- _課題_:
[1] 人生のピークについての文章で、筆者が12月に出場するフルマラソンの制限時間は何時間か。
[2] 人生のピークについての文章を、最後の文の後から再開して書き継げ。

- _本文_:
◆ ◆ ◆ ◆ ◆

クモノカタチ

山から街から、雲のように思いつくままを綴ります

人生のPEAK

12月フルマラソンに出場する。ただ単に申し込んでお金も払ってしまったのだから仕方がない。そういうわけなので、そろそろ本格的に準備にかからなければならない。

「フルマラソンを走ります」

と走ったことのない人に言うと、「おー!」と少しはリアクションしてくれるわけなのだが、大したことではない。制限時間は7時間だから最初から歩いてもゴールできる。つまり7時間止まらずに歩く能力さえあれば完走(完歩と言うべきか)できるわけだ。

しかし、1度走ったことのある者は自己記録を更新しようとか、〇時間を切ろうとかといった色気が出てくる。これが曲者で、欲を出さねば楽なのに、なまじ自信が付いているからこその苦悩が生まれる。

ちなみに私は2年前に同じ大会を走っているので、2年前の記録との対戦ということになる。2年間で進化したか、退化したか。これが苦悩の素なのだ。

 

ランニング帰りに本屋で『マラソン』という雑誌を覗いたら、日本一流のランナーで自分より年上は1人だけだった(それでも1人'82年生まれがいた)。つまり私の年になるとトップランナーの大半は一線を退いている。それは、もう自分のピークはこれから先訪れないと悟ったことになるだろう。

登山をやっていると、60歳とか70歳とかいう人がわんさといるので、30代だと「若くていいわねぇ」と言われる。40だとさすがに若いとは言われないが、「まだまだ」といった感じで、少し年齢感覚がずれてしまうわけだが、やはり人生の中でのピークは過ぎているというのが人類史始まって以来の通説である。

20年ほど前、中日ドラゴンズのエースだった今中慎二投手が引退した時に(かなりうろ覚え、今監督をしている与田投手だったかもしれない)、「20代のころは疲れは寝れば取れると思っていたけど、30代になるとそうはいかなくなった」と語っていて、30代になることに戦慄を覚えた記憶がある。

格闘家の桜庭和志選手も「20代のころはラウンド間の1分で回復していたのが、30代に入ると回復しなくなった」と言っている。

一般人はそこまで身体的に自分の限界に挑戦することは少ないので自覚しにくいが、プロともなると、ピーク時からの落ち込みをどうしても意識してしまうのだろう。

 

一方で、イチロー選手が40歳を過ぎてから記者から年齢のことを聞かれた時(ヤンキースのころかな)、

「走るのは20代のころよりむしろ速くなっている」

と返していた。その頃はもうレギュラーで毎試合出るようなこともなく、成績としてはピークを過ぎていると言える時期だったのだが、記者の質問にちょっとムキになって答えている姿はなかなか印象的だった。

◆ ◆ ◆ ◆ ◆

- _保存データ_:
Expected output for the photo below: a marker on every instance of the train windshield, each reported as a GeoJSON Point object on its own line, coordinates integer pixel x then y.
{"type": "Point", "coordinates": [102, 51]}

◆ ◆ ◆ ◆ ◆

- _解答例_:
[1] 7時間。

[2]
私の個人的な想像では、「加齢を言い訳にした瞬間、プロとしての資格を失う」という矜持があったのでないかと解釈している。

 

登山は30代でピークを迎える人が多い。特にアルパインと呼ばれる「より高い山を、より困難なルートから登る」手法を目指すクライマーは20代前半でピークなんていうことはない。

そもそもそんな危険な活動は親・先生から推奨されないので、10代前半からやることはほとんどない。むしろやってはいけない部類に入る。ほとんどが親から離れた20くらいから始めることになる。

しかも、登山はいくらのめりこんでも実行する回数に限界がある。天気が悪ければ山に行けないのはもちろんのこと、プロスポーツとして成立していない以上は働きながら行うしかない。それに、最初は夏山から始まって、徐々に冬山やバリエーションに移るのだから、他のスポーツよりはるかにステップが多い。かくして30代くらい、人によっては40代でピークを迎えるのだ。

 

私の友達(主に女性)は30代になってから山にハマっているケースが多い。最初はハイキング程度から入るわけだが、そのうち3000m峰の縦走、積雪期、アルパインライミングとステップアップしていく。

彼女たちの共通点は、10代に激しいスポーツをしていないことだ。10代・20代で激しいスポーツをやっていると、自分のピークが見えてくる。だが、その一方でピークから落ちる自分も見え始める。そうなるとなかなか続けにくいのではないだろうか。かつては楽々と歩けただろう坂道にも息が切れる。身体が重くて持ち上がらない。そんな状況が続くと「私ももう引退かな」と思うのが自然だ。

しかし、30代から始めた彼女たちは今までピークを迎えたことがない。トレーニングをすればするだけ伸びることになる。より難しいルートにも少しずつとはいえ挑戦できるようになる。そうなると楽しくなってくる。何より登山は明確に数値化されないので、「今が自分のピーク」と意識する指標がなく、純粋に楽しむことができる。

このあたりが30代からハマる要因ではないだろう。

 

今日は暑い中を走ると15kmくらいで疲れてしまった。まだ暑いという原因はある。しかし、暑さが和らげば30kmくらい軽く走ることができるかは保証できない。

さて、12月。私は2年前の自分を上回れるだろうか。